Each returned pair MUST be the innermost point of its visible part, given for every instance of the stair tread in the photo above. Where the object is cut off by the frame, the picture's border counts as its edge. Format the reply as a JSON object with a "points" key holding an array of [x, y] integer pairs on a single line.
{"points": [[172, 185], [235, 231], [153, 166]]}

==

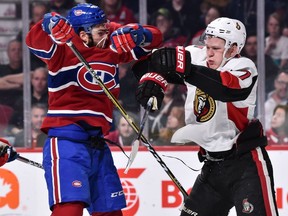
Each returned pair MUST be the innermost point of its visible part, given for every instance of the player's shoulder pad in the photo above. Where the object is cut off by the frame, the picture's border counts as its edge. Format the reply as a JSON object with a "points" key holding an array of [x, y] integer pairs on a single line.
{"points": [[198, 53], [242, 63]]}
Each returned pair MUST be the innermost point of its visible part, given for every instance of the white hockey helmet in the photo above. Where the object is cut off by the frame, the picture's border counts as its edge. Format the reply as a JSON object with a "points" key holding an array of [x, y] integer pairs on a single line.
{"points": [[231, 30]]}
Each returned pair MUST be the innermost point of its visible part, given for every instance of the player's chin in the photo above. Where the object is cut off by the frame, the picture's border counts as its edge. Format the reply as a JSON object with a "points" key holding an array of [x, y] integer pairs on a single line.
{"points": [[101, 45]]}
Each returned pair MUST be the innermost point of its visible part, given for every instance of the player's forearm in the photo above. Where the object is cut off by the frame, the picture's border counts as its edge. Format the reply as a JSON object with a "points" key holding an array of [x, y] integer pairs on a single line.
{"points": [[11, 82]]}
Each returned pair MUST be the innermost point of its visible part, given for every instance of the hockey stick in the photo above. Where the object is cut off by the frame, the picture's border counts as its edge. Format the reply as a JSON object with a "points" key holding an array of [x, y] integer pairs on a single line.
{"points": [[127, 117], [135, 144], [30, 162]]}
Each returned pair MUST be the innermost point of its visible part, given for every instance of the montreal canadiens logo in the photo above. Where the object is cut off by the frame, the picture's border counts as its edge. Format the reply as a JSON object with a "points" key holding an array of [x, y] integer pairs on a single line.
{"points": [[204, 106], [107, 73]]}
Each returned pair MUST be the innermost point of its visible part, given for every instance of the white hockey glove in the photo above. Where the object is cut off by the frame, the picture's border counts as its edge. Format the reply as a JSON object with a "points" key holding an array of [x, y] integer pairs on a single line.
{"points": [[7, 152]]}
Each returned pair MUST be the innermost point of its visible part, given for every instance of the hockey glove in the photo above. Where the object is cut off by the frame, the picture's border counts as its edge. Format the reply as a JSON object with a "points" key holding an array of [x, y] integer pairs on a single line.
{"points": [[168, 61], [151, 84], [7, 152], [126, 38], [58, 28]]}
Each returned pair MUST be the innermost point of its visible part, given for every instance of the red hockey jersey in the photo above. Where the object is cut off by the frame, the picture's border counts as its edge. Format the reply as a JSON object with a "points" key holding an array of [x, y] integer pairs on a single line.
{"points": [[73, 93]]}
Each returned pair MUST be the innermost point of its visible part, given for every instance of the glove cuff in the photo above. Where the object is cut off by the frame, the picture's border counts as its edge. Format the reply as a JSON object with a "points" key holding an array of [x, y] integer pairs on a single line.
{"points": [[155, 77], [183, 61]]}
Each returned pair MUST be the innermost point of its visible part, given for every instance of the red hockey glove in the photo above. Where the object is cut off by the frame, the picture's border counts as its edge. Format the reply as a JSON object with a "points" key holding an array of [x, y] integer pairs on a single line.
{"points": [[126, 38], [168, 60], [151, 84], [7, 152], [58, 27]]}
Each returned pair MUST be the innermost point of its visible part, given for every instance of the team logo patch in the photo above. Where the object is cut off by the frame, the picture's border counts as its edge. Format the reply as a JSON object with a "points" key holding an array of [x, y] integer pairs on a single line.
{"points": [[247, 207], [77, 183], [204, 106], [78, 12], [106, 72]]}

--

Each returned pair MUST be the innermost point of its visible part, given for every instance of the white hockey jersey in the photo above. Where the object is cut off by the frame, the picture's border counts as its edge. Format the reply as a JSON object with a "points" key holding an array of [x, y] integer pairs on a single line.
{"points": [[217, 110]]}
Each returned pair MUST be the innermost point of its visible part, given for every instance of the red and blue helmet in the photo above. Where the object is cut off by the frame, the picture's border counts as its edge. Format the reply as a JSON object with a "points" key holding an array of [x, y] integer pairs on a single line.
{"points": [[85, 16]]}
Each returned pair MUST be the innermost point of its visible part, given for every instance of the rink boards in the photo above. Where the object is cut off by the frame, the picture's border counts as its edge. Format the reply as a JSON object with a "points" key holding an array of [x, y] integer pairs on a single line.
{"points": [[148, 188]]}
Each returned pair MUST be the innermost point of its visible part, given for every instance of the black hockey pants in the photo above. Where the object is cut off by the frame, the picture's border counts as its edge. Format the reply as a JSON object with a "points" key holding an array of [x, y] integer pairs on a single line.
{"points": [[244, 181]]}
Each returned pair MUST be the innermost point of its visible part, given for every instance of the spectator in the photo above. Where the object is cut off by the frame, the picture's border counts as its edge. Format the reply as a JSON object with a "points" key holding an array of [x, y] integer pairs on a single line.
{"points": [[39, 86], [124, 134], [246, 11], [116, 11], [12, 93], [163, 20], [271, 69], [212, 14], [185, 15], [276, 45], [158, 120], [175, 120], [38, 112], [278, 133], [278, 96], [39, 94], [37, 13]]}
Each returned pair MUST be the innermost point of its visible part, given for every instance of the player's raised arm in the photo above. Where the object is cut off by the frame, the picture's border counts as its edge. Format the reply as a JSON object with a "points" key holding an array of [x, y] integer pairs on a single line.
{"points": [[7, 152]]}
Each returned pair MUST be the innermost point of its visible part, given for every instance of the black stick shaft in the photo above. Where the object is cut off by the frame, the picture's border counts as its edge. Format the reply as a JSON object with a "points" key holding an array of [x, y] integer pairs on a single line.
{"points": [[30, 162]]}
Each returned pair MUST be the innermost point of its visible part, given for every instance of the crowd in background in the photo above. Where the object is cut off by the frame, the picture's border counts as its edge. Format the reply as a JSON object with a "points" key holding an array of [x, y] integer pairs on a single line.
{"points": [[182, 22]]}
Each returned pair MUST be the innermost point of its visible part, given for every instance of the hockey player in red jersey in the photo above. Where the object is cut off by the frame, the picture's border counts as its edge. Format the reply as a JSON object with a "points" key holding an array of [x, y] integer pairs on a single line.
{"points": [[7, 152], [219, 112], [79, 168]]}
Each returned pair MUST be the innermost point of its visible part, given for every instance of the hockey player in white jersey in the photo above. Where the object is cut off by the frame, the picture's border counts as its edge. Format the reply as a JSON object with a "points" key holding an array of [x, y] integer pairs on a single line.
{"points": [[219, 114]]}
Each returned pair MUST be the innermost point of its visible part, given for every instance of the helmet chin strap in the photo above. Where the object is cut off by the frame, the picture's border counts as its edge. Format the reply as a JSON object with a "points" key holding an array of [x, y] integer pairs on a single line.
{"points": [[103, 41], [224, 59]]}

● **Objectif**: Relevez dans les items ci-dessus chaque ligne qui contient la chaîne « cuff » et recopiez-la. La casse compte.

● **Corrigé**:
Each returned pair MUST be the innermost point of its visible part, given for every instance of the glove cuff in the photo above. Where the object is cut off by the frame, the picture's border counts as its edge. Format the reply as a JSON object with a "points" key holding an array of [x, y] integer pairs on a single line.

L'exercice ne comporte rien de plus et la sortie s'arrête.